**GIVEN REQUEST**
Please rewrite every line of the listing below, replacing "free-text query" with "plain-text prompt" and leaving everything else unchanged.

[Source data]
+---+

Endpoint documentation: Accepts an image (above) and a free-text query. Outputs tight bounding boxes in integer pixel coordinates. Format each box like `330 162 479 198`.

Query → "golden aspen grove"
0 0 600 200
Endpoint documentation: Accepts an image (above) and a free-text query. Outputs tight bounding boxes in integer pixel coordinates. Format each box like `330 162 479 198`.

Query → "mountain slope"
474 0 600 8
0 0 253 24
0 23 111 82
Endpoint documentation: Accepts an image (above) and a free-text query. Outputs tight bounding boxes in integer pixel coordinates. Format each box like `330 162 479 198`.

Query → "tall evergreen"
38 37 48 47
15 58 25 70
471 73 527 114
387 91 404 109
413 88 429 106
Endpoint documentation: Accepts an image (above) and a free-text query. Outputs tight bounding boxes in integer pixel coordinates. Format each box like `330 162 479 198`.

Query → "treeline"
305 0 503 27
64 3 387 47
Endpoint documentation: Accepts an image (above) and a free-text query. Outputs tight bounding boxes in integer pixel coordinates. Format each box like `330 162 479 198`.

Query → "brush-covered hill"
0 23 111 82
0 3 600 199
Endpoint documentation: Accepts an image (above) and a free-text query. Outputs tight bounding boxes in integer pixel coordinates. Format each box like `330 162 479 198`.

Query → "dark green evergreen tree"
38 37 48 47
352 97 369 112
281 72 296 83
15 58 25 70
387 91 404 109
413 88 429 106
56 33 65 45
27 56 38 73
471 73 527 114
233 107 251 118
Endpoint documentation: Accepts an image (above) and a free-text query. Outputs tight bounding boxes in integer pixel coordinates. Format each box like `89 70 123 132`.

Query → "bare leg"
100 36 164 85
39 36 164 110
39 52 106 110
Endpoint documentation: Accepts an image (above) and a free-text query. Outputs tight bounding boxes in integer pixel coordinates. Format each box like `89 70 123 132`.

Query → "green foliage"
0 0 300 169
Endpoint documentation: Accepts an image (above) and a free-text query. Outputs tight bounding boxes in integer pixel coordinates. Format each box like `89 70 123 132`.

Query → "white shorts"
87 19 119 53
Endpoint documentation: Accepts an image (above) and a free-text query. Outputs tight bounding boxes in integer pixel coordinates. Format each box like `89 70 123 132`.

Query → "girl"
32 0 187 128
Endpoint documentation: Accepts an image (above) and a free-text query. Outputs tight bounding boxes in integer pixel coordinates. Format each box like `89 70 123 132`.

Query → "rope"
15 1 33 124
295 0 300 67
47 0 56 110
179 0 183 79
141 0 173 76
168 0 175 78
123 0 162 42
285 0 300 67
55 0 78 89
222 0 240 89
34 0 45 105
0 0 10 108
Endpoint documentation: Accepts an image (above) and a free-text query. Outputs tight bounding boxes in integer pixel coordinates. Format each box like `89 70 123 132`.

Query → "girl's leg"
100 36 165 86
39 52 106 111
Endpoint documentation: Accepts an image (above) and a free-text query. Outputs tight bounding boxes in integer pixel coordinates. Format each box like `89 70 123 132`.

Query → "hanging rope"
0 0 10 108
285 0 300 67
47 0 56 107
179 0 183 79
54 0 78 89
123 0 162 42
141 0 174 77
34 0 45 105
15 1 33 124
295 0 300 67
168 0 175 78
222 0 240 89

+---+

**WRITTEN RESPONSE**
Endpoint documentation: Accepts an image (above) and a plain-text prompt. Outputs tight bounding boxes in integer pixel coordinates. Format each box like `330 162 479 198`.

Query → "golden aspen grove"
0 0 600 200
Endpoint documentation: Accepts an image (above) and a plain-text prompt. Outputs tight bounding boxes in integer pixel coordinates. Format each box like `330 162 479 198`.

Query → "mountain slope"
474 0 600 8
0 0 253 24
0 23 111 82
Endpoint documentation: Accepts an image (above) and a plain-text prompt. Outputs tight bounding boxes in integer pixel coordinates. Format each box like `330 162 479 198`.

Query → "tall evergreen"
38 37 48 47
15 58 25 70
471 73 527 114
387 91 404 109
413 88 429 106
Endpoint documentation: Accepts an image (above) and a plain-text prompt. Outputs tight bounding boxes in integer pixel coordinates. Format each box like `330 162 479 198`.

Query → "treeline"
305 0 503 27
64 3 387 47
Endpoint documentation: Accepts an image (above) and a plain-text prompt. Outputs tight bounding boxes in integer pixel coordinates. Format each box like `330 162 479 198`.

Query → "brush-covered hill"
0 23 111 82
0 3 600 199
Endpoint documentation: Accepts an image (above) and a plain-text prompt. Outputs tight bounding boxes in integer pixel coordinates. Format each box like `330 162 479 198`.

Query → "dark green evergreen tree"
38 37 48 47
352 97 369 112
281 72 296 83
15 58 25 70
387 91 404 109
413 88 429 106
56 33 65 45
27 56 38 73
471 73 527 114
233 107 251 118
Endpoint documentation: Accepts an image (above) and a plain-text prompt. Outputs tight bounding boxes in integer pixel coordinates. Format each box like `89 70 123 132`.

Query → "bare leg"
100 36 164 85
39 36 164 110
39 52 106 110
Endpoint documentation: Accepts an image (above) and a plain-text prompt. Outputs tight bounding boxes in integer pixel coordinates. Format each box like `89 70 123 132`.

Query → "green foliage"
0 0 300 169
Endpoint documentation: Accepts an image (above) and a plain-text prompt. Outputs tight bounding boxes in integer pixel coordinates. Format each box like `89 70 123 132`.

Query → "white shorts"
87 19 119 53
Endpoint documentation: Accepts an image (above) and a plain-text prompt. Outputs tight bounding boxes in integer pixel coordinates. Format each box like `89 70 123 132`.

Query → "girl"
32 0 187 128
Endpoint documentation: Accepts an image (above) and a plain-text prompt. Outputs tight bounding boxes in integer pixel coordinates. Format each box like `89 70 123 132`.

Query → "rope"
15 1 33 124
295 0 300 67
47 0 56 110
179 0 183 79
141 0 173 76
168 0 175 78
123 0 162 42
285 0 300 67
55 0 78 89
222 0 240 89
34 0 45 105
0 0 10 108
Endpoint documentation: Accepts an image (above) and a plain-text prompt. Outputs tight bounding boxes in integer pixel coordinates. Format each box like `89 70 123 132`.

Query → "girl's leg"
100 36 165 86
39 52 106 111
Endpoint documentation: Accepts an image (above) and a plain-text prompt. Outputs tight bounding boxes in integer pixel coordinates. Format each box like `89 70 123 132`.

Query → "hanging rope"
0 0 10 108
285 0 300 67
47 0 56 107
179 0 183 79
54 0 78 89
123 0 162 42
141 0 174 77
34 0 45 105
15 1 33 124
295 0 300 67
168 0 175 78
222 0 240 89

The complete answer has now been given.